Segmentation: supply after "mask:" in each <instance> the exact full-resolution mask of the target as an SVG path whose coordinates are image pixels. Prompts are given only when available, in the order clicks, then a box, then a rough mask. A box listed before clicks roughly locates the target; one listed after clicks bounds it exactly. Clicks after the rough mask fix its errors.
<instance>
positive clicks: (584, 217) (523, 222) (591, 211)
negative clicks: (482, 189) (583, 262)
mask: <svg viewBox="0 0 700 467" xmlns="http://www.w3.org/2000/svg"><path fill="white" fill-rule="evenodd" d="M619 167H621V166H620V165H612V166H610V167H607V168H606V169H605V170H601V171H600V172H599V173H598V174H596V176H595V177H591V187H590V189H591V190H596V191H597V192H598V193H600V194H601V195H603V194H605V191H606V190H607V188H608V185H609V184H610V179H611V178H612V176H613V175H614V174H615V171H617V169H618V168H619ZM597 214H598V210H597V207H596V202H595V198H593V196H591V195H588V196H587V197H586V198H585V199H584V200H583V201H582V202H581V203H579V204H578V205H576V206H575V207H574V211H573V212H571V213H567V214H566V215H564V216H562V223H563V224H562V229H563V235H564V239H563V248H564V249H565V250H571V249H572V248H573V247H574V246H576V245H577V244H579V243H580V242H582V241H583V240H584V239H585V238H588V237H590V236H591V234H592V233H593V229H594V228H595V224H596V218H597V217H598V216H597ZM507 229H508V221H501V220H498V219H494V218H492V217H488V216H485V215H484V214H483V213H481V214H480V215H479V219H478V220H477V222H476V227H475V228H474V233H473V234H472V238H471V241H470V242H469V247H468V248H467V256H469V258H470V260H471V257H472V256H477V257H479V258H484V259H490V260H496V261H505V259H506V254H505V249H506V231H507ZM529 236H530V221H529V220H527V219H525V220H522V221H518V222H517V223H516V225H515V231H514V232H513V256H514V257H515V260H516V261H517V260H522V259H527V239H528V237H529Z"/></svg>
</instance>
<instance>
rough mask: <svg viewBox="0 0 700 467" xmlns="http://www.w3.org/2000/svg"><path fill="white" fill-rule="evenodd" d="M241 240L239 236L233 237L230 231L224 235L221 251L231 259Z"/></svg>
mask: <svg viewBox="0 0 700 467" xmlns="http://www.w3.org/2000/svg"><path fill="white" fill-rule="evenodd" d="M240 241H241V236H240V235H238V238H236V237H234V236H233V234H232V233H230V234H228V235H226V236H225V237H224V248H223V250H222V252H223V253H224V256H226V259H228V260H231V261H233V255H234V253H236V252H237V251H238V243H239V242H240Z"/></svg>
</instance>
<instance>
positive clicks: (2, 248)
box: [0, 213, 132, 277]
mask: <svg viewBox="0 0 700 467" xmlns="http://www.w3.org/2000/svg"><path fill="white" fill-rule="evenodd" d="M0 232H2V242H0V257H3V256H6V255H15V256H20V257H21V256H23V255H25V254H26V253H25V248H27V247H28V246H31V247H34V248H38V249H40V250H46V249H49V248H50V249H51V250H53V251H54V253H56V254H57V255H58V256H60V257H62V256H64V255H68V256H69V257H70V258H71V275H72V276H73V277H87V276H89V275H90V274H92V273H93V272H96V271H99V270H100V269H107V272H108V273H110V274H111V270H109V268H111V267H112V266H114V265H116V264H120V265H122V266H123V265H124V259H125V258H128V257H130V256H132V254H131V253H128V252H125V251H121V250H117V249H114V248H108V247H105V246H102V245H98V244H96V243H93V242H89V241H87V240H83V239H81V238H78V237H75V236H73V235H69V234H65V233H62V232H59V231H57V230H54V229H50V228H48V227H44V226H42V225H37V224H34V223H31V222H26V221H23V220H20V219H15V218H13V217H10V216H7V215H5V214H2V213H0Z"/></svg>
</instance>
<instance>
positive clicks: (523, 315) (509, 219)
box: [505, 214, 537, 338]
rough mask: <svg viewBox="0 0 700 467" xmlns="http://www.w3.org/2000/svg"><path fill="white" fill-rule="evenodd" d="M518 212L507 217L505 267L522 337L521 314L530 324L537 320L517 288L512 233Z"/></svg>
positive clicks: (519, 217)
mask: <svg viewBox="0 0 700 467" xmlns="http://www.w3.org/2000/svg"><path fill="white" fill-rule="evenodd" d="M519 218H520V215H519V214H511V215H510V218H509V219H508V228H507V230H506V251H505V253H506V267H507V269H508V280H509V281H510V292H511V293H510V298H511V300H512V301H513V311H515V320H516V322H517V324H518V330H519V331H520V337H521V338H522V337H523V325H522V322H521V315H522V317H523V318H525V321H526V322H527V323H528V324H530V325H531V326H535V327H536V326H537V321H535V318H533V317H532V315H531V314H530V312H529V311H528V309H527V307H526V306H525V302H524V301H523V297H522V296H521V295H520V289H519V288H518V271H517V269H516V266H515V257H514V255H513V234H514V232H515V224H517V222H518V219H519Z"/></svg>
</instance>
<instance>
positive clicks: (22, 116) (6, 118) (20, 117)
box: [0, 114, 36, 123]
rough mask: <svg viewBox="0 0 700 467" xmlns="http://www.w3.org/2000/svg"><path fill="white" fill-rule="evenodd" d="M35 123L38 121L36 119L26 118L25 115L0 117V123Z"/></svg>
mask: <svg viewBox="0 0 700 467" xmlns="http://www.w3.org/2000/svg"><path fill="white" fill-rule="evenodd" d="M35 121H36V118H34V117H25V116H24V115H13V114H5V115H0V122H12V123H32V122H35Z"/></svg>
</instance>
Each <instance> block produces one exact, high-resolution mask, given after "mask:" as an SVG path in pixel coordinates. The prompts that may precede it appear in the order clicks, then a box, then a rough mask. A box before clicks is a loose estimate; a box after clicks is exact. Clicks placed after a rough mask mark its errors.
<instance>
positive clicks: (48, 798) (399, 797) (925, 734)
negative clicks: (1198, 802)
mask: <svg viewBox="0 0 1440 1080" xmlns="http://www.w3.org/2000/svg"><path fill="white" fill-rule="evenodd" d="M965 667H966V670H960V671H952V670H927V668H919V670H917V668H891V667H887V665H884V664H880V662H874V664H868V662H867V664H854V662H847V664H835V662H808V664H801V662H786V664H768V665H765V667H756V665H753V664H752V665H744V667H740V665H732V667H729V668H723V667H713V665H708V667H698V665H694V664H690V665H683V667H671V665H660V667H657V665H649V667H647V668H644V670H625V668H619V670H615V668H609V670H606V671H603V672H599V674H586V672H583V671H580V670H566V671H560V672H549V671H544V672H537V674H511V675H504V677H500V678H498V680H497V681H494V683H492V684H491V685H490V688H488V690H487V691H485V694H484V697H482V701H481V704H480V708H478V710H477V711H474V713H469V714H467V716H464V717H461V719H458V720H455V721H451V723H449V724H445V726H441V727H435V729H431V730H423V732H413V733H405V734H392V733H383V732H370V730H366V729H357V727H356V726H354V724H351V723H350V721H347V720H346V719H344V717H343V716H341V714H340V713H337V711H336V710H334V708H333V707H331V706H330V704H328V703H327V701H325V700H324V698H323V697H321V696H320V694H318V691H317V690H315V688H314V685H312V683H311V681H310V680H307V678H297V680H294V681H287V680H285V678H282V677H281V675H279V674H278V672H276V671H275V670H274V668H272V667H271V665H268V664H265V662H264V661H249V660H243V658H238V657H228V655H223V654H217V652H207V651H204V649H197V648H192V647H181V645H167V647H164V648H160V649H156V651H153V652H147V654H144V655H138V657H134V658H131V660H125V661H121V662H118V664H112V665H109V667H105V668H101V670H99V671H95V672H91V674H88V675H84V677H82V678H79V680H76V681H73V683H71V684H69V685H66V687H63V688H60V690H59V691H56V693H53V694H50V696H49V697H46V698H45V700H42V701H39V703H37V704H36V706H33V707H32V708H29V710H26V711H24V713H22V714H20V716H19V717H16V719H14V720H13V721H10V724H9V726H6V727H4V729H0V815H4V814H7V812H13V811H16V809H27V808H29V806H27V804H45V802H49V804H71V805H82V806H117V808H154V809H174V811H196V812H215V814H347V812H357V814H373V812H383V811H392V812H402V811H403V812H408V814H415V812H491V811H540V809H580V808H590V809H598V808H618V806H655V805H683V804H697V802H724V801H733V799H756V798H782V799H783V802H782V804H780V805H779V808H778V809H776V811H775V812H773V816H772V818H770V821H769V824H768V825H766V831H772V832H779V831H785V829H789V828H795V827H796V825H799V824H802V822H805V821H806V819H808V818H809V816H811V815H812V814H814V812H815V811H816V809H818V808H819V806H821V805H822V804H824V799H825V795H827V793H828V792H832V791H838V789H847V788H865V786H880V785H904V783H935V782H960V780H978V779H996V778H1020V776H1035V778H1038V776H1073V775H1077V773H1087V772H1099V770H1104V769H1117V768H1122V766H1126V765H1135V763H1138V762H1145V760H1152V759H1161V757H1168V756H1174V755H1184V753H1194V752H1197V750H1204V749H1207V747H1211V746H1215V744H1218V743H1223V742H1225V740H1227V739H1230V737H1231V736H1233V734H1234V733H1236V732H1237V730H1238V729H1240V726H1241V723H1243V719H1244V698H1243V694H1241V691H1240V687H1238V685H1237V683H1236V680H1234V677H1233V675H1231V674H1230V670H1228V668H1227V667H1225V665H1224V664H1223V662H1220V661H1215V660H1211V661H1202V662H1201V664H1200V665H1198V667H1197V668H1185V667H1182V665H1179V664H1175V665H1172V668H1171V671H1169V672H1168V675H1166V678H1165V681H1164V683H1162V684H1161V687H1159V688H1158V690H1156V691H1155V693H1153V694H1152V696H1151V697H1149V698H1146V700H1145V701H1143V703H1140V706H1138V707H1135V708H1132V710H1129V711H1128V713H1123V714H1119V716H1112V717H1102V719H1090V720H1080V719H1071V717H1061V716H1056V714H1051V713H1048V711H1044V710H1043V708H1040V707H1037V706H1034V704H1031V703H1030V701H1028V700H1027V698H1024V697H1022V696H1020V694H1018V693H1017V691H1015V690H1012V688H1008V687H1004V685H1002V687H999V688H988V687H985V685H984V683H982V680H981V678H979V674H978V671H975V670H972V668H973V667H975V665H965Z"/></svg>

Required action: All that is wanted is an exact copy of the lines above from the one with "positive clicks: (523, 315) (509, 219)" through the one with "212L507 217L505 267L522", with both ends included.

Problem solution:
positive clicks: (523, 315) (509, 219)
box: [505, 214, 537, 338]
rough mask: <svg viewBox="0 0 700 467" xmlns="http://www.w3.org/2000/svg"><path fill="white" fill-rule="evenodd" d="M518 212L507 217L505 267L522 337L521 314L530 324L537 320L517 288L512 233Z"/></svg>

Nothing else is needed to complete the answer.